■ WORK TO BE COMPLETED: Throughout the listing below, copy each line containing "bank".

■ INPUT DATA:
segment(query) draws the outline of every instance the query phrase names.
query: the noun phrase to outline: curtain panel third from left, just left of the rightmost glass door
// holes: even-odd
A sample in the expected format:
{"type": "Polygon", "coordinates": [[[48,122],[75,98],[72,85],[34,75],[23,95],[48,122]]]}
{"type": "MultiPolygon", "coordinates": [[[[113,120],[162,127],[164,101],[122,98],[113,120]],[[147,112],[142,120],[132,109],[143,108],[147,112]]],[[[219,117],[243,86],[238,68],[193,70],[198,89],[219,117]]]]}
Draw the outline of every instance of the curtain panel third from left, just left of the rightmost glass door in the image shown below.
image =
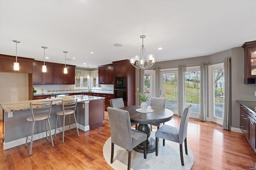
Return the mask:
{"type": "Polygon", "coordinates": [[[207,64],[200,64],[200,121],[206,121],[207,104],[208,104],[208,89],[207,89],[207,64]]]}

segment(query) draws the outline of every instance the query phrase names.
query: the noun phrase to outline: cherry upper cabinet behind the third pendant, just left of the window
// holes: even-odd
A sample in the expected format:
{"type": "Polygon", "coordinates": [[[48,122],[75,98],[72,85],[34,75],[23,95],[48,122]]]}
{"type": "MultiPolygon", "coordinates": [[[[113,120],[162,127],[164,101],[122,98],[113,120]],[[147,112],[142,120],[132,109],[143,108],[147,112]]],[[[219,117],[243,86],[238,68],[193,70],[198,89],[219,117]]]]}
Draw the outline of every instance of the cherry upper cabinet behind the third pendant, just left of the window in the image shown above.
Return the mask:
{"type": "Polygon", "coordinates": [[[64,66],[53,66],[53,84],[75,84],[75,66],[66,66],[68,74],[64,74],[64,66]]]}

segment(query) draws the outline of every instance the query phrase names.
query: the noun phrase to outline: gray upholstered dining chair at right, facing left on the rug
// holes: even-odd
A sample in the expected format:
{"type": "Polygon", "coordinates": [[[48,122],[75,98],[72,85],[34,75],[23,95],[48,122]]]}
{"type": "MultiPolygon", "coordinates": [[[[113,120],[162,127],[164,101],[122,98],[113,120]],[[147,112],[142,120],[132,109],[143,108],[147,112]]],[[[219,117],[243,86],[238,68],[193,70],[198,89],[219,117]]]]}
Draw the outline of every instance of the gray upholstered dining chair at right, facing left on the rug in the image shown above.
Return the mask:
{"type": "Polygon", "coordinates": [[[180,121],[180,128],[163,125],[156,131],[156,156],[158,156],[158,138],[163,139],[163,145],[165,145],[164,140],[173,141],[180,144],[180,160],[182,166],[184,166],[183,150],[182,144],[185,144],[185,152],[188,154],[187,148],[187,130],[188,130],[188,119],[191,112],[192,104],[188,105],[182,114],[180,121]]]}

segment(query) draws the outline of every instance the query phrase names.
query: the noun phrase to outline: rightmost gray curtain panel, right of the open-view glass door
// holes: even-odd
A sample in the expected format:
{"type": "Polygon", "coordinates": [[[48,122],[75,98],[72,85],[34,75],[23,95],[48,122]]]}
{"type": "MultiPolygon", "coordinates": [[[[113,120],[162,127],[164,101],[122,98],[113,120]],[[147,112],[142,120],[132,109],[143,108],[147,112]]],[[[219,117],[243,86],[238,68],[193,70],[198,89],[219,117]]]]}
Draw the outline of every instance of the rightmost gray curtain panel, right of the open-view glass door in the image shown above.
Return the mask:
{"type": "Polygon", "coordinates": [[[231,77],[231,71],[230,71],[230,58],[224,59],[224,102],[223,102],[223,128],[226,130],[230,130],[230,112],[231,112],[231,100],[230,100],[230,77],[231,77]]]}

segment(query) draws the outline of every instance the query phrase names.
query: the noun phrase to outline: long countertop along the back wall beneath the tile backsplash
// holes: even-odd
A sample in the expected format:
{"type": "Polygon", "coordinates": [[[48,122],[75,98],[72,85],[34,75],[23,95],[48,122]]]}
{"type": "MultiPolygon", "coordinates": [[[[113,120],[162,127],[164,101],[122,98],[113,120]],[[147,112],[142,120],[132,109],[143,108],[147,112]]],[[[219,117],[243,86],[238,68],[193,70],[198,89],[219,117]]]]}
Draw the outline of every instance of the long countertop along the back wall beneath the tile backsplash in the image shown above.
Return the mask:
{"type": "Polygon", "coordinates": [[[47,94],[37,94],[33,96],[44,96],[44,95],[51,95],[51,94],[70,94],[70,93],[102,93],[102,94],[114,94],[112,90],[93,90],[93,91],[84,91],[84,90],[68,90],[68,91],[54,91],[54,92],[47,92],[47,94]]]}

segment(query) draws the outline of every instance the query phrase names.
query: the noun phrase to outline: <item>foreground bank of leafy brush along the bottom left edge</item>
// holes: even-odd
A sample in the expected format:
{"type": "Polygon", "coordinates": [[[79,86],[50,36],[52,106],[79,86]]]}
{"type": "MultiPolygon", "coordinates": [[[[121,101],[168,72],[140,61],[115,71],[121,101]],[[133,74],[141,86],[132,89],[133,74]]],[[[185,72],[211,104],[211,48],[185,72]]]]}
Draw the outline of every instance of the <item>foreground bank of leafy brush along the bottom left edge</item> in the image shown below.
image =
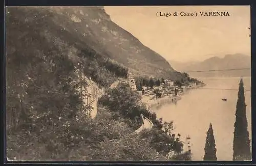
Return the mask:
{"type": "Polygon", "coordinates": [[[17,135],[17,138],[8,135],[9,159],[158,160],[156,151],[148,141],[140,139],[122,119],[113,120],[113,115],[106,109],[100,112],[94,120],[78,120],[66,126],[65,130],[49,130],[44,133],[45,139],[41,141],[41,136],[32,137],[29,133],[17,135]],[[23,142],[25,136],[28,140],[23,142]]]}

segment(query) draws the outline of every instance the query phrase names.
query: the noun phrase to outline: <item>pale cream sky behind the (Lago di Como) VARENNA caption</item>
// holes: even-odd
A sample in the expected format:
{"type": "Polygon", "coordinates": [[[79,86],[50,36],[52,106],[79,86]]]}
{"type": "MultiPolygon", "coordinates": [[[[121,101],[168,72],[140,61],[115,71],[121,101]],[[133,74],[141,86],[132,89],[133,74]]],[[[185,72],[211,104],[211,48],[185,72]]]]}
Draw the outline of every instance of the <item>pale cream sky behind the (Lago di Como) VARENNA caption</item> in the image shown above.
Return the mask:
{"type": "Polygon", "coordinates": [[[111,20],[166,60],[203,61],[212,56],[250,56],[249,6],[105,6],[111,20]],[[223,11],[230,16],[200,16],[223,11]],[[156,13],[158,12],[158,17],[156,13]],[[159,13],[195,16],[159,16],[159,13]],[[195,15],[195,14],[194,14],[195,15]]]}

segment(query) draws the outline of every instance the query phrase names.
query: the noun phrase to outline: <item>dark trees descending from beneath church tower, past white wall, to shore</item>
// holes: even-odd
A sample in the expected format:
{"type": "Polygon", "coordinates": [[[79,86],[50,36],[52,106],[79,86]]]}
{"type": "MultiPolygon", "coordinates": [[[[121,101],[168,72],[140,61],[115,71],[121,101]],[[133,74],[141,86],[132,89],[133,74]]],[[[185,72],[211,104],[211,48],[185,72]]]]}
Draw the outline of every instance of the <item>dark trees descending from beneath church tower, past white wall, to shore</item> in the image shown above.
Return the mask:
{"type": "Polygon", "coordinates": [[[172,150],[176,153],[181,153],[183,144],[179,139],[170,136],[173,129],[173,122],[162,123],[161,119],[157,120],[156,114],[150,113],[140,104],[139,100],[140,96],[136,92],[133,92],[128,85],[119,84],[117,88],[107,91],[99,100],[99,103],[108,107],[114,115],[118,115],[115,117],[129,119],[124,120],[124,122],[134,130],[142,125],[140,115],[143,114],[155,124],[155,127],[150,131],[143,131],[141,133],[141,139],[148,139],[150,146],[161,155],[165,156],[172,150]],[[162,130],[164,127],[167,132],[166,130],[162,130]]]}

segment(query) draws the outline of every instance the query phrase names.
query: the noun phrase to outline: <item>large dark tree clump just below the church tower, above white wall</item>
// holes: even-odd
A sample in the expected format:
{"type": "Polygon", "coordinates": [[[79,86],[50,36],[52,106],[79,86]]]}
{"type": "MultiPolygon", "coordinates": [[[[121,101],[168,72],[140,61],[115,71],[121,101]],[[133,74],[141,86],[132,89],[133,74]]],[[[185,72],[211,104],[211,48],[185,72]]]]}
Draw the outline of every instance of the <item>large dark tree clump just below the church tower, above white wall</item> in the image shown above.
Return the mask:
{"type": "Polygon", "coordinates": [[[121,83],[114,89],[106,90],[105,95],[99,99],[99,103],[112,112],[118,113],[122,118],[130,119],[129,126],[133,129],[142,125],[141,114],[159,126],[160,122],[156,119],[156,114],[150,113],[140,99],[140,95],[132,91],[129,85],[121,83]]]}

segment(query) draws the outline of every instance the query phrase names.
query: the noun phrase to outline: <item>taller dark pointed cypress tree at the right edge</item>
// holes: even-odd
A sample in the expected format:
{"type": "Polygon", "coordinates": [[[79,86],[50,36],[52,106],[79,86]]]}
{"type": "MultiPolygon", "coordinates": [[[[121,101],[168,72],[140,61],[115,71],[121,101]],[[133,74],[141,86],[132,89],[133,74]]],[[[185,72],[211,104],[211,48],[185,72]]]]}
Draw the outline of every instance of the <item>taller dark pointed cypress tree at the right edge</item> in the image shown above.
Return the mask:
{"type": "Polygon", "coordinates": [[[243,79],[239,83],[236,122],[234,123],[233,160],[250,160],[250,140],[247,129],[243,79]]]}

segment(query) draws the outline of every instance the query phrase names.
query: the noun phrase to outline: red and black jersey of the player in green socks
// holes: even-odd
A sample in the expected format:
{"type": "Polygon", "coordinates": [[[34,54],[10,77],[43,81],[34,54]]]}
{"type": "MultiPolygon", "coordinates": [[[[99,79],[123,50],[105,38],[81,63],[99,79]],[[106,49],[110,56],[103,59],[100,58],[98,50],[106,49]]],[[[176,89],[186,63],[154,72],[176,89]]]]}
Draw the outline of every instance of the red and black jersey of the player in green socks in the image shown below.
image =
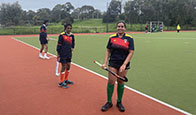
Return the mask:
{"type": "Polygon", "coordinates": [[[124,61],[129,54],[129,50],[134,50],[134,41],[128,34],[124,34],[122,38],[118,34],[114,34],[110,36],[107,48],[110,49],[110,60],[124,61]]]}

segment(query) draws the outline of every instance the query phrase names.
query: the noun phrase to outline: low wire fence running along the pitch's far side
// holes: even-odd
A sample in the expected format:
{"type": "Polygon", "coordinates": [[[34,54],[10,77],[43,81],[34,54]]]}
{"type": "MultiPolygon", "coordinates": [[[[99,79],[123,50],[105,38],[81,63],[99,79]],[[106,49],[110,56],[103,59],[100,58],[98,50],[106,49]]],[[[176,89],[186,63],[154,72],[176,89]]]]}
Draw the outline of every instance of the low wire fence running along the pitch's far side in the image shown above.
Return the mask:
{"type": "MultiPolygon", "coordinates": [[[[127,24],[127,31],[144,31],[145,24],[127,24]]],[[[63,26],[48,26],[48,34],[59,34],[63,30],[63,26]]],[[[176,27],[165,26],[165,30],[176,30],[176,27]]],[[[196,27],[182,26],[182,30],[196,30],[196,27]]],[[[25,35],[25,34],[39,34],[39,27],[0,27],[0,35],[25,35]]],[[[73,33],[103,33],[116,32],[115,24],[106,24],[105,26],[73,26],[73,33]]]]}

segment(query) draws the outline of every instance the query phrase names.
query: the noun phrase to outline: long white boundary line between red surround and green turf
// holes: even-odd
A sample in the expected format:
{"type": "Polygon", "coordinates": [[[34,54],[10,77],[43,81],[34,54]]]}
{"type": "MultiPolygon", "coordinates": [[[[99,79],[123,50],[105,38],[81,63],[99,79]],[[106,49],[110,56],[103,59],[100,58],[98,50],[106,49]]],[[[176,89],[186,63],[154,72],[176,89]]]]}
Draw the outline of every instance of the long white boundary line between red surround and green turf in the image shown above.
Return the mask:
{"type": "MultiPolygon", "coordinates": [[[[34,48],[34,49],[39,50],[39,48],[37,48],[37,47],[35,47],[35,46],[33,46],[33,45],[30,45],[30,44],[28,44],[28,43],[25,43],[25,42],[23,42],[23,41],[20,41],[20,40],[18,40],[18,39],[15,39],[14,37],[12,37],[12,39],[14,39],[14,40],[16,40],[16,41],[18,41],[18,42],[20,42],[20,43],[23,43],[23,44],[25,44],[25,45],[27,45],[27,46],[30,46],[30,47],[32,47],[32,48],[34,48]]],[[[48,53],[48,54],[50,54],[50,55],[56,57],[56,55],[54,55],[54,54],[52,54],[52,53],[48,53]]],[[[104,78],[104,79],[108,79],[107,77],[105,77],[105,76],[103,76],[103,75],[101,75],[101,74],[99,74],[99,73],[96,73],[96,72],[94,72],[94,71],[92,71],[92,70],[89,70],[89,69],[87,69],[87,68],[85,68],[85,67],[82,67],[82,66],[80,66],[80,65],[78,65],[78,64],[75,64],[75,63],[72,63],[72,64],[75,65],[75,66],[77,66],[77,67],[79,67],[79,68],[82,68],[82,69],[84,69],[84,70],[86,70],[86,71],[88,71],[88,72],[91,72],[91,73],[93,73],[93,74],[95,74],[95,75],[98,75],[98,76],[100,76],[100,77],[102,77],[102,78],[104,78]]],[[[192,115],[191,113],[188,113],[188,112],[186,112],[186,111],[184,111],[184,110],[181,110],[181,109],[179,109],[179,108],[177,108],[177,107],[174,107],[174,106],[172,106],[172,105],[170,105],[170,104],[167,104],[167,103],[165,103],[165,102],[163,102],[163,101],[160,101],[160,100],[158,100],[158,99],[156,99],[156,98],[154,98],[154,97],[151,97],[151,96],[149,96],[149,95],[146,95],[146,94],[144,94],[144,93],[142,93],[142,92],[139,92],[139,91],[137,91],[137,90],[135,90],[135,89],[133,89],[133,88],[130,88],[130,87],[126,86],[126,85],[125,85],[125,87],[126,87],[127,89],[129,89],[129,90],[135,92],[135,93],[138,93],[138,94],[140,94],[140,95],[142,95],[142,96],[144,96],[144,97],[147,97],[147,98],[149,98],[149,99],[151,99],[151,100],[153,100],[153,101],[156,101],[156,102],[158,102],[158,103],[160,103],[160,104],[163,104],[163,105],[165,105],[165,106],[167,106],[167,107],[170,107],[170,108],[172,108],[172,109],[174,109],[174,110],[176,110],[176,111],[179,111],[179,112],[184,113],[184,114],[186,114],[186,115],[192,115]]]]}

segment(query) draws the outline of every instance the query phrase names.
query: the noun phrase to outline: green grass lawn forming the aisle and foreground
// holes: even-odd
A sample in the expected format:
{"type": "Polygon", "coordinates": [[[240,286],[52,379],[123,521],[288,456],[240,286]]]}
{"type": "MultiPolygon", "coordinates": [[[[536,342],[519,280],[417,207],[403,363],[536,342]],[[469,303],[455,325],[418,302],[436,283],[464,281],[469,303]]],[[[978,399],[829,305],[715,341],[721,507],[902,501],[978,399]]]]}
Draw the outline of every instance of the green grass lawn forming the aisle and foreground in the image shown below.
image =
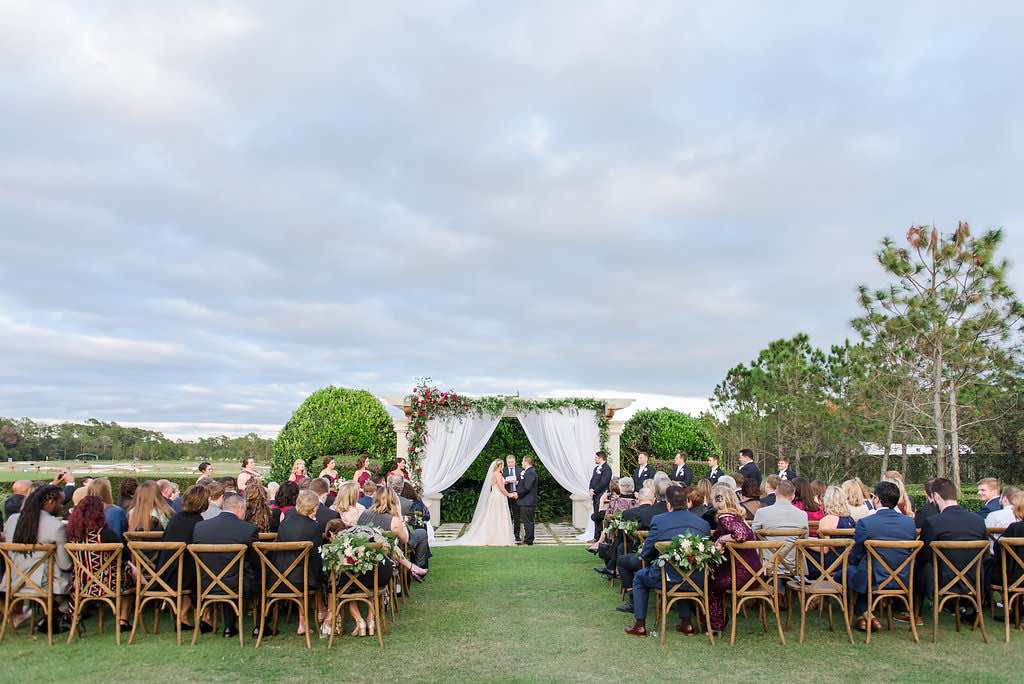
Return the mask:
{"type": "Polygon", "coordinates": [[[944,625],[939,642],[931,627],[914,644],[905,626],[872,638],[829,633],[816,616],[808,639],[788,646],[761,633],[757,618],[742,621],[737,643],[708,644],[702,636],[670,633],[656,639],[627,637],[630,617],[613,610],[617,594],[590,568],[581,547],[437,550],[431,576],[414,590],[380,651],[376,639],[344,638],[333,651],[313,642],[308,653],[294,636],[275,637],[259,650],[238,640],[204,635],[196,648],[176,646],[164,629],[133,646],[114,645],[94,622],[74,645],[23,633],[0,644],[0,680],[75,681],[1020,681],[1024,633],[1002,642],[1001,624],[989,621],[992,643],[944,625]]]}

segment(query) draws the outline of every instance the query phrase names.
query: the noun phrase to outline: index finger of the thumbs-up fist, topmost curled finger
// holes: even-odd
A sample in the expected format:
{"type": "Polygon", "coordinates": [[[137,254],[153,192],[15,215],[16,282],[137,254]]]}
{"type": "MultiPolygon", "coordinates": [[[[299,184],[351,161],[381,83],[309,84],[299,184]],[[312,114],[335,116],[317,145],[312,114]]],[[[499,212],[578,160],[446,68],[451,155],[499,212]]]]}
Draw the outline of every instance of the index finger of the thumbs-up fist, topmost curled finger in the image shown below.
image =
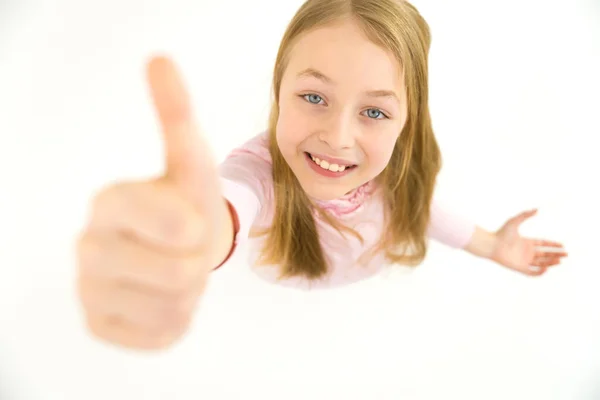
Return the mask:
{"type": "Polygon", "coordinates": [[[162,181],[123,183],[94,199],[88,230],[124,232],[159,249],[198,250],[206,221],[162,181]]]}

■ ANSWER SPACE:
query: the noun phrase to outline: <item>foreground bank of leafy brush along the bottom left edge</item>
Draw the outline of every instance of the <item>foreground bank of leafy brush along the bottom left edge</item> in the image shown below.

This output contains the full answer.